Your task is to return the span of lines beginning at the one with "Could you please spot the person in dark" and ending at the last line of the data, exactly as it stands.

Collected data
— start —
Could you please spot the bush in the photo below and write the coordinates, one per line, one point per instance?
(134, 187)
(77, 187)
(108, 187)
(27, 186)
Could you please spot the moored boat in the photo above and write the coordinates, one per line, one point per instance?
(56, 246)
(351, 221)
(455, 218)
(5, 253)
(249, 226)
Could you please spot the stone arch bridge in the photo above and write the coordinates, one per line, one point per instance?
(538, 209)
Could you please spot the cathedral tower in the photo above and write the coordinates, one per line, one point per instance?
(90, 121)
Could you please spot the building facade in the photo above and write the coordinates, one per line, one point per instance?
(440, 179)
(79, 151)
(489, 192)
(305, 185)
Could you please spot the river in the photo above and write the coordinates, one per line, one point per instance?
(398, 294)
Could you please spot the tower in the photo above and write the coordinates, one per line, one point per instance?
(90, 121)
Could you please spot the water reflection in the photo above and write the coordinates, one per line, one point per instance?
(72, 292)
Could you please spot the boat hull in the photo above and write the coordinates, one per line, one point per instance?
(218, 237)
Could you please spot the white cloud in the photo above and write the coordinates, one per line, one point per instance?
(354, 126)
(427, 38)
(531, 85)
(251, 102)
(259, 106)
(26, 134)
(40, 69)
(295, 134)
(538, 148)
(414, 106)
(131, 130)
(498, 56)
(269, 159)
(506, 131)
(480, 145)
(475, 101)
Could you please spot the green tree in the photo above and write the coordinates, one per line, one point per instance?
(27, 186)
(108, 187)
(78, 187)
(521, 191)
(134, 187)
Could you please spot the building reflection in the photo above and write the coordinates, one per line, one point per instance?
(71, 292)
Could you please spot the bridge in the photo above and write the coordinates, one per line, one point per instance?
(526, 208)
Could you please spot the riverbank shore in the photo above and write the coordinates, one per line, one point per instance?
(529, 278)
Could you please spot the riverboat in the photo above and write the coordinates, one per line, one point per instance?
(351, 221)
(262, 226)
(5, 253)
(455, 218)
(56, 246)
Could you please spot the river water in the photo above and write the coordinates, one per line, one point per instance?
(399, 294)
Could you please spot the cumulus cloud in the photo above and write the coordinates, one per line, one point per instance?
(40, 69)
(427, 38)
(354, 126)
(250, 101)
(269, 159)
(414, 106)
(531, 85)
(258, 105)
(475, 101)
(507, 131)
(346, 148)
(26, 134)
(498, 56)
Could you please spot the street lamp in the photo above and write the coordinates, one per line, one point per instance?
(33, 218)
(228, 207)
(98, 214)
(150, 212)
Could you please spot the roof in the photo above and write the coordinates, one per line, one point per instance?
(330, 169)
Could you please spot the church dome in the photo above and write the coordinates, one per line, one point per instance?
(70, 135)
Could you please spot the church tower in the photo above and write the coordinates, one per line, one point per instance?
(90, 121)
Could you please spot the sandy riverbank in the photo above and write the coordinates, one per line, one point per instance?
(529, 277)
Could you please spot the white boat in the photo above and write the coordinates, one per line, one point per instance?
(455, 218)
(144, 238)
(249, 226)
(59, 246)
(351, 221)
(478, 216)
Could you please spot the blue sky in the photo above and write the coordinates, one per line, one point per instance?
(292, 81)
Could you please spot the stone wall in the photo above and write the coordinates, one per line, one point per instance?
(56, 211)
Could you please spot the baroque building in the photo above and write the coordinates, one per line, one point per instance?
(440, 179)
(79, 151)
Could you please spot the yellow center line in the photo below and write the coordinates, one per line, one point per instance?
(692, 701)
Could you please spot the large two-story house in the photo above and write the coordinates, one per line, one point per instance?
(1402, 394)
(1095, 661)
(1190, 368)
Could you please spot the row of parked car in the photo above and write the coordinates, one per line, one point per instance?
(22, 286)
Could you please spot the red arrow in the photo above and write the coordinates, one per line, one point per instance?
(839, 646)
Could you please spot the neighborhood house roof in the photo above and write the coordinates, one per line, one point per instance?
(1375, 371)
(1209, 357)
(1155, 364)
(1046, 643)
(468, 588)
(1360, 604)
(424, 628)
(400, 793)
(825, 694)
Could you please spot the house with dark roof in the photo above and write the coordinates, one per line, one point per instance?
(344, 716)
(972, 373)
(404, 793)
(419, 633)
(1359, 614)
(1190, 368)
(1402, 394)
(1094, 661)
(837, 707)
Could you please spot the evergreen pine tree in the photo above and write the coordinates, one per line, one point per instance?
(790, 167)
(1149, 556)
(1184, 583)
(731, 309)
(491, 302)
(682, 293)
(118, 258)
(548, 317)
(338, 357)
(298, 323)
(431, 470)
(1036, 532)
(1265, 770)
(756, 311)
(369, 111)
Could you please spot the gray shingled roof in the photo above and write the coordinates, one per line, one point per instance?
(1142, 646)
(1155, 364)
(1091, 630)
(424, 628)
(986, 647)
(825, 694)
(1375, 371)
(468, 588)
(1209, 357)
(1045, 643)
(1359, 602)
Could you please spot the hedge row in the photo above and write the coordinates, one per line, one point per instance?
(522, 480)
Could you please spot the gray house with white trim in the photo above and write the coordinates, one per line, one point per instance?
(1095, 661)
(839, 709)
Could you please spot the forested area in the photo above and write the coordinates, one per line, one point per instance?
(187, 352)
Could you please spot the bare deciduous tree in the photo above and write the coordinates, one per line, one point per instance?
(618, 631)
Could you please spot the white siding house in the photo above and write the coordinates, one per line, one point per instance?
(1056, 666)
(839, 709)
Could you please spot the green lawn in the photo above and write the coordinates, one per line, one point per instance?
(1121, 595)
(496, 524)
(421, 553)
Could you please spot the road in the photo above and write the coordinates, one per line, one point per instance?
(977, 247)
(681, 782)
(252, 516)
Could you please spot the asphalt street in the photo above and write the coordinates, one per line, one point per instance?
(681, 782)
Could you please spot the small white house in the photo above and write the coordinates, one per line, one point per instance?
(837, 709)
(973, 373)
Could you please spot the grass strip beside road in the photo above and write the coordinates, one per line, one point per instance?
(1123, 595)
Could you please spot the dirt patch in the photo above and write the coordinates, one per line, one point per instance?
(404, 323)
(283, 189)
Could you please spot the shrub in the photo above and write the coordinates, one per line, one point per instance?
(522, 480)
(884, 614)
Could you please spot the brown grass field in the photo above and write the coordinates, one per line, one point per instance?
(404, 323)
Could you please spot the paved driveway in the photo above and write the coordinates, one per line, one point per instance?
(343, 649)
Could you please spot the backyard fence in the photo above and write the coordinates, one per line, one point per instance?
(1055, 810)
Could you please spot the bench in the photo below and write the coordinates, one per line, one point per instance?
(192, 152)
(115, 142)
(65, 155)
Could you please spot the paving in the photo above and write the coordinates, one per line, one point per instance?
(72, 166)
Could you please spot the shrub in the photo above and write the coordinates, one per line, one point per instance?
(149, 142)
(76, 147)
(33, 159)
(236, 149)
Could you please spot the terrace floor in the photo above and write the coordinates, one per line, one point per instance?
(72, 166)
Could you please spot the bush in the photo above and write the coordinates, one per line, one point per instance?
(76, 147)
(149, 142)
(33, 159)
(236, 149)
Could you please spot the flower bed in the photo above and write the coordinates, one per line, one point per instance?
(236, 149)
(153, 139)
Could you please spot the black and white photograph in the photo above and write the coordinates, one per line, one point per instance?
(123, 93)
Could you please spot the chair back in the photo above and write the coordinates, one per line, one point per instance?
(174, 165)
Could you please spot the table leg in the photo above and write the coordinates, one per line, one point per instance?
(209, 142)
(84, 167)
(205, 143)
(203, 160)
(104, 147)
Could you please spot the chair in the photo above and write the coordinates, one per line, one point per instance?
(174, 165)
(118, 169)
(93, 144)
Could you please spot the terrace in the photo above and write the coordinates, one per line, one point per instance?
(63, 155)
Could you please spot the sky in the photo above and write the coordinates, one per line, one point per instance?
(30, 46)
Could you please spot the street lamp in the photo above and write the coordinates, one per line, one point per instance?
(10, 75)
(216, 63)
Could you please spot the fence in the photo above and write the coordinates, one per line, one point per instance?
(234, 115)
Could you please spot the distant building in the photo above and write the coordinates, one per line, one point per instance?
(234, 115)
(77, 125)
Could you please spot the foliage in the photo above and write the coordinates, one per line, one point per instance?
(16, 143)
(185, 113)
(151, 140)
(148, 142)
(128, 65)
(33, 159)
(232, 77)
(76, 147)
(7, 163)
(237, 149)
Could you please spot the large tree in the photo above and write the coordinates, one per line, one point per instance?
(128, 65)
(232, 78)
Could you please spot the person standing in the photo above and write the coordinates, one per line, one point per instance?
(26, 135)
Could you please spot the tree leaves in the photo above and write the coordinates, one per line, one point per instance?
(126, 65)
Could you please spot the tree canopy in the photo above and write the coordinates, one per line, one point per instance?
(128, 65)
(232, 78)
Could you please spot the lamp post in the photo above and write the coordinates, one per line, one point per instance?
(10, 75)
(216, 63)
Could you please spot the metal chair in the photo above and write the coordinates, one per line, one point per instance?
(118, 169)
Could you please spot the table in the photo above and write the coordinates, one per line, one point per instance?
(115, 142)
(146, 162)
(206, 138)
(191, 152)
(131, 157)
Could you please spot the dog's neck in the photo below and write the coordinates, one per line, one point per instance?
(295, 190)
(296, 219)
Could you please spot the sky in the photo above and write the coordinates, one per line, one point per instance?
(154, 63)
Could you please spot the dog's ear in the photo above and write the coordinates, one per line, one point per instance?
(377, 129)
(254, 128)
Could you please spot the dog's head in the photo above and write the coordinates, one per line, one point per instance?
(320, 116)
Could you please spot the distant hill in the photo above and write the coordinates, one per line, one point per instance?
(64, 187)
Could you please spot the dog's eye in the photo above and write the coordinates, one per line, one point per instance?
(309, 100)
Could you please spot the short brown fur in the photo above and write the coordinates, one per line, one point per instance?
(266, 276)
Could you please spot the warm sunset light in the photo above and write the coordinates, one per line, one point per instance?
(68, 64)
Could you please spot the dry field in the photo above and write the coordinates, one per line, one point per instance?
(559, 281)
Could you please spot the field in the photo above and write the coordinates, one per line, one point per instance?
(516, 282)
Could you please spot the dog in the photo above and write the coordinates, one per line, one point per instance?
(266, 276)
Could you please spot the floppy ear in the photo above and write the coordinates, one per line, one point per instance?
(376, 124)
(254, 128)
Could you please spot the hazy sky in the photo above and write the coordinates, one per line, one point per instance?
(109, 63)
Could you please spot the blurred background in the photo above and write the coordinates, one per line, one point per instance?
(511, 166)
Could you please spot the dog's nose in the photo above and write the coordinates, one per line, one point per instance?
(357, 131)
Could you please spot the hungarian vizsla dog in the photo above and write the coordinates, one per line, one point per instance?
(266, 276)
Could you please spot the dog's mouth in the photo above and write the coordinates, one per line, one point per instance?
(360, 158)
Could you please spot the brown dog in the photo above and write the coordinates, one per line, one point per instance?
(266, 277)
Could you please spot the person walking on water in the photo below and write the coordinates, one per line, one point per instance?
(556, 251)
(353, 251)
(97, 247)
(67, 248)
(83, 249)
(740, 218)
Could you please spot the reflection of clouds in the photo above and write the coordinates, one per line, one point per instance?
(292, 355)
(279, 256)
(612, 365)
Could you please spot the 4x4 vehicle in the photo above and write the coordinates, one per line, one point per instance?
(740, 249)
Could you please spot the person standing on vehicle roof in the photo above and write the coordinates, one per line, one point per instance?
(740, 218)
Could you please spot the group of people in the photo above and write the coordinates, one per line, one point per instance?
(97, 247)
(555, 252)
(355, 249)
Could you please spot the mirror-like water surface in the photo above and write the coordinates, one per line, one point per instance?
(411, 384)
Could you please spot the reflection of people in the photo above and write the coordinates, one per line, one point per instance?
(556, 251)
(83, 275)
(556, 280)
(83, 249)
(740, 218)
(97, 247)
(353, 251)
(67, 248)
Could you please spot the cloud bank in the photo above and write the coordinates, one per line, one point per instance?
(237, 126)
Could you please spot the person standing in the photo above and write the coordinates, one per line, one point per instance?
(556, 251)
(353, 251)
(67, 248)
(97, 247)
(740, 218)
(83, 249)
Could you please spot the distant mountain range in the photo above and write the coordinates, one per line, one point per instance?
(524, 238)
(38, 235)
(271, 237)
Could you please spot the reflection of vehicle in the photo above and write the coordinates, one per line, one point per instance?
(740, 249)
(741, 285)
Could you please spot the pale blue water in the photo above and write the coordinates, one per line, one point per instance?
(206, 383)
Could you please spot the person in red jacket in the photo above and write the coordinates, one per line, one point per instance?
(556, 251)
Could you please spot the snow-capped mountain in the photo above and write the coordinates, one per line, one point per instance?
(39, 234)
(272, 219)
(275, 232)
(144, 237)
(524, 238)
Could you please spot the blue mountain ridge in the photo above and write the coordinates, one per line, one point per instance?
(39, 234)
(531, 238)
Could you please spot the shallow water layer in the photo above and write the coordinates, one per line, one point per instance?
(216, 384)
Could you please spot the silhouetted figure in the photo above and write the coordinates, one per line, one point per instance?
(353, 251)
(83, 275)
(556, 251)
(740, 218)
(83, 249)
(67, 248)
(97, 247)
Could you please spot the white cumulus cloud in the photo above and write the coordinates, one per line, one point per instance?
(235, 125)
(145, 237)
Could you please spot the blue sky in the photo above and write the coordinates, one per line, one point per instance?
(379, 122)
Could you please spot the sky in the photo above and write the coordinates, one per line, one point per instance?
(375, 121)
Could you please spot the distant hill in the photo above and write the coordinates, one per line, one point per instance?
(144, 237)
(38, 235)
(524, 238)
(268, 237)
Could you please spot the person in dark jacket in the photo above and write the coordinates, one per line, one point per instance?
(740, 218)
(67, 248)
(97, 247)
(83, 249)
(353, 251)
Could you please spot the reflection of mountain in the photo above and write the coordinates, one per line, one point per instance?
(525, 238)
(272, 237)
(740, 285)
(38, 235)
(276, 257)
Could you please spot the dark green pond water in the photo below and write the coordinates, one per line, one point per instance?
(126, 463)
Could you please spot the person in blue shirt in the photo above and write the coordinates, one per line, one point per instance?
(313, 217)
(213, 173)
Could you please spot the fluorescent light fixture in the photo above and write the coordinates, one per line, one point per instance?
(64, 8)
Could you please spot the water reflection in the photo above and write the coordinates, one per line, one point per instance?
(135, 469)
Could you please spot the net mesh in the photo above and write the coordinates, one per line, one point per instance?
— end —
Expected output
Could you please spot the person in dark jacket in the photo above and write the coordinates, one per line, one point per instance?
(740, 218)
(67, 248)
(97, 247)
(83, 249)
(353, 251)
Could you please spot the reflection of mountain in the photo above and write the coordinates, one per line, one point per instance?
(525, 238)
(272, 237)
(740, 285)
(38, 235)
(276, 257)
Could you please spot the dark green pond water in the photo below and write the coordinates, one per line, one point per instance?
(126, 463)
Could you please spot the person in blue shirt in the photo above and write the coordinates, one per line, one point per instance?
(313, 217)
(213, 173)
Could you please spot the fluorescent light fixture in the photo above and write the coordinates, one per line, one point per instance?
(64, 8)
Could you please spot the water reflection in the photo above and write the coordinates, one per line, one point per instance?
(135, 469)
Could you please spot the net mesh in the photo above and write the coordinates, one per line, one point per instance?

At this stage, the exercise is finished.